→ **Source excerpt**:
☆ ☆ ☆ ☆

Estimates the proportional change in variance (PCV) sequentially by fitting intermediate (partially-adjusted) models, adding each predictor one-by-one. The step-specific PCV is the change in between-stratum variance contributed by a predictor given the variables already in the model. Because the steps are sequential it is order-dependent: it reflects each variable's marginal, model-dependent change, not an order-invariant “unique” contribution.
Usage
stepwise_pcv(
data,
outcome,
vars,
engine = "lme4",
family = "gaussian",
sampling_weights = NULL
)Arguments
- data
Data frame with observations. Ensure `make_strata()` was run first so the `stratum` variable exists.
- outcome
Character string; the dependent variable.
- vars
Character vector; predictors (strata groupings & covariates) to add sequentially to the model.
- engine
Modeling engine ("lme4", "brms", "wemix", or "ordinal"). Default is "lme4"; switches to "wemix" automatically when
sampling_weightsis supplied, and to "ordinal" for an ordinal family or ordered-factor outcome.- family
Error distribution and link function. Default is "gaussian".
- sampling_weights
Optional name of a sampling-weight column for design-weighted stepwise fits; see
fit_maihda. The weight column joins the complete-case filter so every step uses the same analytic sample.
Value
A data.frame (class maihda_stepwise) showing the sequential
models, the between-stratum variance at each step, and both the step-specific
and total PCV. For a binary (binomial/Bernoulli) outcome it also carries
the discriminatory-accuracy trajectory: AUC (the C-statistic of each
step's model – step 0 is the strata-only discriminatory accuracy),
Step_AUC and Total_AUC (the absolute change in AUC,
delta-AUC, versus the previous step and versus the null), and MOR (the
Median Odds Ratio, logit link only). These columns are absent for non-binary
outcomes.
Details
All models are fit on the complete cases for `outcome`, `stratum`, and all variables in `vars` so that each sequential variance comparison uses the same analytic sample.
For a binary outcome the table additionally tracks discriminatory accuracy
(Merlo et al. 2016): AUC is each model's C-statistic and Step_AUC /
Total_AUC are its absolute change (delta-AUC), in contrast to the
proportional Step_PCV / Total_PCV. The MOR is reported
for the logit link (NA otherwise) and is a monotone transform of the
between-stratum variance already in Variance. For a design-weighted fit
(sampling_weights) the AUC is the design-weighted (population) C-statistic.

☆ ☆ ☆ ☆

→ **Data extract**:
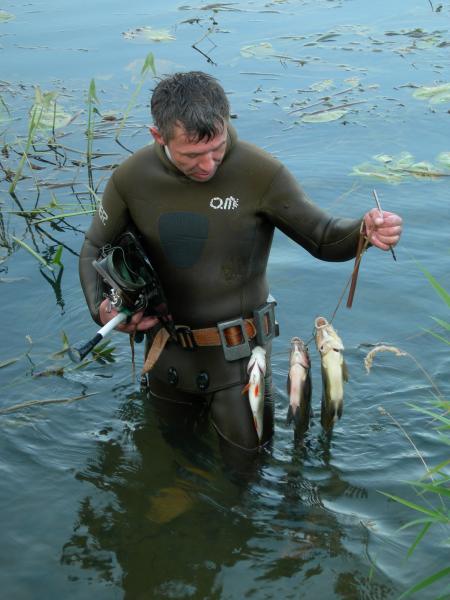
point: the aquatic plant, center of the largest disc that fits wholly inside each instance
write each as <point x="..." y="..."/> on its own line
<point x="149" y="64"/>
<point x="92" y="100"/>
<point x="433" y="489"/>
<point x="398" y="168"/>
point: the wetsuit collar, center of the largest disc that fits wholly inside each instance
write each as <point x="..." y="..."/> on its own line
<point x="164" y="154"/>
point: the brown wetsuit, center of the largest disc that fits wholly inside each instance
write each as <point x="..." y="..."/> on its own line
<point x="209" y="242"/>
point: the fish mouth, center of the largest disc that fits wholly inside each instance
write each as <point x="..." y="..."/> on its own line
<point x="320" y="322"/>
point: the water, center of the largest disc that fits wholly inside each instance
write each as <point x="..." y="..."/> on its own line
<point x="97" y="499"/>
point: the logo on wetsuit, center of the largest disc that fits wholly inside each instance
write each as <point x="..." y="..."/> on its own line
<point x="229" y="203"/>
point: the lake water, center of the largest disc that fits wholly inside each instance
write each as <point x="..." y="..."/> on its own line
<point x="97" y="499"/>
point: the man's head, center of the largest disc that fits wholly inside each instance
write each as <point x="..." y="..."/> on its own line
<point x="193" y="100"/>
<point x="191" y="112"/>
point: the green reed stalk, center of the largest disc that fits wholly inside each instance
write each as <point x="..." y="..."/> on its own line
<point x="33" y="124"/>
<point x="149" y="64"/>
<point x="92" y="100"/>
<point x="439" y="478"/>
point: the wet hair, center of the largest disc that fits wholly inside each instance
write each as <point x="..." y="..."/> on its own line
<point x="194" y="100"/>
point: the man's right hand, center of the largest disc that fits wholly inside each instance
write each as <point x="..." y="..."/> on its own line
<point x="137" y="321"/>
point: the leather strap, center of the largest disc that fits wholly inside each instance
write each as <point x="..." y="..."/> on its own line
<point x="363" y="243"/>
<point x="159" y="342"/>
<point x="189" y="338"/>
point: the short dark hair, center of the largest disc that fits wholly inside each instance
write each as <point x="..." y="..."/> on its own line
<point x="193" y="99"/>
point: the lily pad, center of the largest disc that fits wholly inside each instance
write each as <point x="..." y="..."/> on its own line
<point x="434" y="94"/>
<point x="261" y="50"/>
<point x="324" y="117"/>
<point x="320" y="86"/>
<point x="394" y="169"/>
<point x="444" y="159"/>
<point x="148" y="34"/>
<point x="5" y="16"/>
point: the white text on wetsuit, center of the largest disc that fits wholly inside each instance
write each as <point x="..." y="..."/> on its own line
<point x="229" y="203"/>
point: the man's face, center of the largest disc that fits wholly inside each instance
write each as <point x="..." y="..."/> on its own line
<point x="198" y="160"/>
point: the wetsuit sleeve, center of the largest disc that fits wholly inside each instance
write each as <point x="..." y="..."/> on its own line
<point x="325" y="237"/>
<point x="109" y="221"/>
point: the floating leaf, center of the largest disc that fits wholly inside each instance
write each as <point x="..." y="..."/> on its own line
<point x="324" y="117"/>
<point x="8" y="362"/>
<point x="261" y="50"/>
<point x="394" y="169"/>
<point x="4" y="16"/>
<point x="148" y="34"/>
<point x="434" y="94"/>
<point x="444" y="158"/>
<point x="326" y="84"/>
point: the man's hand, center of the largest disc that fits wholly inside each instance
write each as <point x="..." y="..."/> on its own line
<point x="137" y="322"/>
<point x="382" y="229"/>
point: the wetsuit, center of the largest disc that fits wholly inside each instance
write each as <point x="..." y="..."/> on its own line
<point x="209" y="243"/>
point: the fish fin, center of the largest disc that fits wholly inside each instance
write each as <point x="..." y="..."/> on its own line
<point x="290" y="416"/>
<point x="245" y="388"/>
<point x="344" y="370"/>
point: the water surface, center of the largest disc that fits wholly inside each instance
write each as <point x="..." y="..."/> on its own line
<point x="98" y="498"/>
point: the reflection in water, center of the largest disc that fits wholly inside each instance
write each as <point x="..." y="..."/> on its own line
<point x="162" y="519"/>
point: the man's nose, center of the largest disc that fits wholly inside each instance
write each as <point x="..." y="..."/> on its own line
<point x="207" y="162"/>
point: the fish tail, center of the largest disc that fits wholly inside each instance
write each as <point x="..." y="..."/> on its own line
<point x="291" y="415"/>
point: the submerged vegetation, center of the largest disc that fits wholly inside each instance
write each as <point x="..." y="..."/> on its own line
<point x="433" y="489"/>
<point x="55" y="161"/>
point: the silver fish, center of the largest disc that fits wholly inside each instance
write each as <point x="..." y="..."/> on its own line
<point x="299" y="385"/>
<point x="334" y="372"/>
<point x="255" y="387"/>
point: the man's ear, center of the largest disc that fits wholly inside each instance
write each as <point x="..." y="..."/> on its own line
<point x="157" y="136"/>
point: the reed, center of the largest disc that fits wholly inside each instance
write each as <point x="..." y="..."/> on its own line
<point x="149" y="64"/>
<point x="92" y="100"/>
<point x="433" y="489"/>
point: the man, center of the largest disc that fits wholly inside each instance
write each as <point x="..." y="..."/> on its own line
<point x="205" y="205"/>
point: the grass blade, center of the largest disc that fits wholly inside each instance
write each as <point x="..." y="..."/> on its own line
<point x="33" y="253"/>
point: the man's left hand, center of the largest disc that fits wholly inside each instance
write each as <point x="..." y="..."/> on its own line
<point x="382" y="229"/>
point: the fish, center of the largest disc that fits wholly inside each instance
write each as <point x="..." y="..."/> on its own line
<point x="334" y="372"/>
<point x="256" y="370"/>
<point x="299" y="385"/>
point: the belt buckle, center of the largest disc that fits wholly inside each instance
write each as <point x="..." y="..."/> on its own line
<point x="185" y="337"/>
<point x="264" y="318"/>
<point x="238" y="351"/>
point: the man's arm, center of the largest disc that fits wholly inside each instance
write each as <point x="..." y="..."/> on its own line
<point x="324" y="236"/>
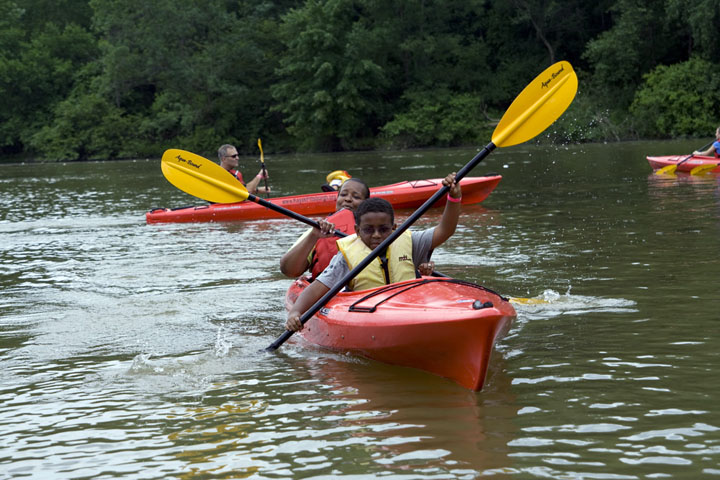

☆ ☆ ☆ ☆

→ **Written tasks**:
**1)** Summarize the stepwise_pcv documentation in two sentences.
**2)** Rewrite the passage of the stepwise_pcv documentation starting with "For a binary outcome" and going on through "design-weighted (population) C-statistic.", replacing "C-statistic" with "concordance statistic" wherever it occurs.

→ **Written answers**:
**1)** The stepwise_pcv function estimates the proportional change in variance (PCV) by fitting partially adjusted models that add each predictor one at a time, so each step-specific PCV is order-dependent and reflects a predictor's marginal change given the variables already in the model. It fits every model on the same complete-case sample and returns a data frame with the between-stratum variance and the step-specific and total PCV at each step; for binary outcomes, it also tracks AUC, its absolute changes, and, for the logit link, the Median Odds Ratio.

**2)**
For a binary outcome the table additionally tracks discriminatory accuracy
(Merlo et al. 2016): AUC is each model's concordance statistic and Step_AUC /
Total_AUC are its absolute change (delta-AUC), in contrast to the
proportional Step_PCV / Total_PCV. The MOR is reported
for the logit link (NA otherwise) and is a monotone transform of the
between-stratum variance already in Variance. For a design-weighted fit
(sampling_weights) the AUC is the design-weighted (population) concordance statistic.